Start of ENTRIES SUPPLIED

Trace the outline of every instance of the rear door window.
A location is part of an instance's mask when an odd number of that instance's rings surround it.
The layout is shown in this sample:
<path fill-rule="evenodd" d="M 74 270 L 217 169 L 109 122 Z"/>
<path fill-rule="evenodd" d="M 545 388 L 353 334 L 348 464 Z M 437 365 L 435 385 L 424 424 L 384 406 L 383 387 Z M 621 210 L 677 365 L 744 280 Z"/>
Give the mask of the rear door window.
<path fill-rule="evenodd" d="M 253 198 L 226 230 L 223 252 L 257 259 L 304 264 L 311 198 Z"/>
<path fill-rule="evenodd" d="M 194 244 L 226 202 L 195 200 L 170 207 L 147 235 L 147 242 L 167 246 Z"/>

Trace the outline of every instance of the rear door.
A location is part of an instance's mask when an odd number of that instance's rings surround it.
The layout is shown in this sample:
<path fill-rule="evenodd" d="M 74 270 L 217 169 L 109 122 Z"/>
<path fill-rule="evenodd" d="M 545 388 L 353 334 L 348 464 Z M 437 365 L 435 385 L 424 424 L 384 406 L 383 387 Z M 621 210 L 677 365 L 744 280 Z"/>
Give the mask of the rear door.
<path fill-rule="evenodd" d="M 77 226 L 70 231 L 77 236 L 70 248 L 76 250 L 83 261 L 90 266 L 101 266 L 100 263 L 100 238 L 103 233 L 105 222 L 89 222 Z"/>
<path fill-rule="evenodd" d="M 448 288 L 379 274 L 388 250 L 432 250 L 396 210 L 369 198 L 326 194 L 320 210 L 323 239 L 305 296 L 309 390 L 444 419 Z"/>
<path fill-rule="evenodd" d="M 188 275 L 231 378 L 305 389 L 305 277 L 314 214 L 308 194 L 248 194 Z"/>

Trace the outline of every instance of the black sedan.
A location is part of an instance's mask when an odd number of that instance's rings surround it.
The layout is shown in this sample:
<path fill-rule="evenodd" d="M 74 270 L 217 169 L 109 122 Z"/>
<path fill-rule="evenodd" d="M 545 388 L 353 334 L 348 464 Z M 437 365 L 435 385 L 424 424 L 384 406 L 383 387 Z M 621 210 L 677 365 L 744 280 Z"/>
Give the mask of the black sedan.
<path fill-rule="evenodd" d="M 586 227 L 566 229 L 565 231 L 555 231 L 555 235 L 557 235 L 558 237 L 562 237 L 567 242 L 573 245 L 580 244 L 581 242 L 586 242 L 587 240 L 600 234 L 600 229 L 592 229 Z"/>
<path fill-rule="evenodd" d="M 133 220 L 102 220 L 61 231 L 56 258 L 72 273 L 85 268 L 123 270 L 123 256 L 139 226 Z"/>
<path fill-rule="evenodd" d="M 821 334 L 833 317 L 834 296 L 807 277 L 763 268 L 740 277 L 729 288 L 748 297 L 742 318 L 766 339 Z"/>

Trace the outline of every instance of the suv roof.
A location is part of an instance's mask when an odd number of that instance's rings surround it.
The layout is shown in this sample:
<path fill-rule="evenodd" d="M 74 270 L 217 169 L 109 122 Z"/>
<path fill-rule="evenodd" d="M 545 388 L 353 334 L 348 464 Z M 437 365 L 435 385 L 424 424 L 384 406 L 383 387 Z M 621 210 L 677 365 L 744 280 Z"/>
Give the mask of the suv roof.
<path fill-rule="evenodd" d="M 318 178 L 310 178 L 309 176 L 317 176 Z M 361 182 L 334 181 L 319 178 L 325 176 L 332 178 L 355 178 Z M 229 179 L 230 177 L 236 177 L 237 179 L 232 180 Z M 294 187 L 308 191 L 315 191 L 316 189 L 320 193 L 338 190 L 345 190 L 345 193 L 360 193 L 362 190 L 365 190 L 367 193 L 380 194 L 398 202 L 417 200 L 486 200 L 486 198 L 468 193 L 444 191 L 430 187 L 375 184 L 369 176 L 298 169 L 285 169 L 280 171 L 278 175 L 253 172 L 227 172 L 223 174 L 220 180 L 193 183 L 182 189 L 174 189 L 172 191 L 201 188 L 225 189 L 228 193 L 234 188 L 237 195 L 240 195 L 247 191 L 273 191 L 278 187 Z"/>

End of ENTRIES SUPPLIED

• [WHAT THE EXERCISE ASKS] Write down every record shown above precisely.

• [WORKED SOLUTION]
Trace the outline of every instance of the rear door window.
A location is part of an instance's mask when an odd number of that instance's rings surround it.
The layout is shown in this sample:
<path fill-rule="evenodd" d="M 74 270 L 217 169 L 109 122 Z"/>
<path fill-rule="evenodd" d="M 545 388 L 353 334 L 348 464 Z M 437 365 L 435 385 L 424 424 L 384 406 L 383 387 Z M 621 210 L 677 365 L 744 280 Z"/>
Give the mask of the rear door window.
<path fill-rule="evenodd" d="M 253 198 L 226 230 L 223 252 L 257 259 L 304 264 L 311 198 Z"/>
<path fill-rule="evenodd" d="M 194 244 L 226 202 L 195 200 L 170 207 L 147 235 L 147 242 L 167 246 Z"/>

Trace the outline of every instance of the rear door.
A location is part of an instance's mask when an odd number of that instance's rings surround it.
The layout is shown in this sample:
<path fill-rule="evenodd" d="M 74 270 L 217 169 L 109 122 Z"/>
<path fill-rule="evenodd" d="M 545 388 L 353 334 L 348 464 Z M 437 365 L 435 385 L 424 424 L 384 406 L 383 387 Z M 621 210 L 677 365 L 744 280 Z"/>
Give the mask of the rear door.
<path fill-rule="evenodd" d="M 77 226 L 70 231 L 77 236 L 70 248 L 76 250 L 83 261 L 90 266 L 101 266 L 100 263 L 100 238 L 103 233 L 105 222 L 89 222 Z"/>
<path fill-rule="evenodd" d="M 448 288 L 379 274 L 388 250 L 432 250 L 396 210 L 369 198 L 326 194 L 320 210 L 323 239 L 305 296 L 309 390 L 444 419 Z"/>
<path fill-rule="evenodd" d="M 188 275 L 231 378 L 305 389 L 305 277 L 314 214 L 308 194 L 248 194 Z"/>

Trace the outline of every instance of the black sedan.
A location is part of an instance's mask when an odd number of that instance's rings surround it.
The layout is shown in this sample:
<path fill-rule="evenodd" d="M 74 270 L 217 169 L 109 122 Z"/>
<path fill-rule="evenodd" d="M 545 388 L 353 334 L 348 464 Z M 437 365 L 435 385 L 424 424 L 384 406 L 383 387 Z M 621 210 L 677 365 L 744 280 Z"/>
Give the mask of the black sedan.
<path fill-rule="evenodd" d="M 586 227 L 566 229 L 565 231 L 555 231 L 555 235 L 557 235 L 558 237 L 562 237 L 567 242 L 573 245 L 580 244 L 581 242 L 586 242 L 587 240 L 600 234 L 600 229 L 592 229 Z"/>
<path fill-rule="evenodd" d="M 133 220 L 102 220 L 61 231 L 56 258 L 72 273 L 85 268 L 123 270 L 123 256 L 139 226 Z"/>
<path fill-rule="evenodd" d="M 821 334 L 833 317 L 834 296 L 807 277 L 763 268 L 740 277 L 729 288 L 748 297 L 742 318 L 766 339 Z"/>

Trace the outline of every instance of the suv roof.
A location is part of an instance's mask when an odd number of that instance's rings surround it.
The layout is shown in this sample:
<path fill-rule="evenodd" d="M 74 270 L 217 169 L 109 122 Z"/>
<path fill-rule="evenodd" d="M 545 388 L 353 334 L 348 464 Z M 437 365 L 435 385 L 424 424 L 384 406 L 383 387 Z M 621 210 L 677 365 L 744 280 Z"/>
Give the mask of the suv roof.
<path fill-rule="evenodd" d="M 318 178 L 310 178 L 309 176 L 317 176 Z M 361 182 L 334 181 L 319 178 L 325 176 L 332 178 L 355 178 Z M 229 179 L 230 177 L 236 177 L 237 179 L 232 180 Z M 294 187 L 308 191 L 315 191 L 316 189 L 320 193 L 338 190 L 345 190 L 345 193 L 360 193 L 362 190 L 365 190 L 367 193 L 380 194 L 398 202 L 417 200 L 486 200 L 486 198 L 468 193 L 444 191 L 430 187 L 375 184 L 369 176 L 298 169 L 285 169 L 280 171 L 278 175 L 253 172 L 227 172 L 223 174 L 220 180 L 193 183 L 182 189 L 174 189 L 172 191 L 201 188 L 225 189 L 228 193 L 234 188 L 237 195 L 240 195 L 247 191 L 273 191 L 278 187 Z"/>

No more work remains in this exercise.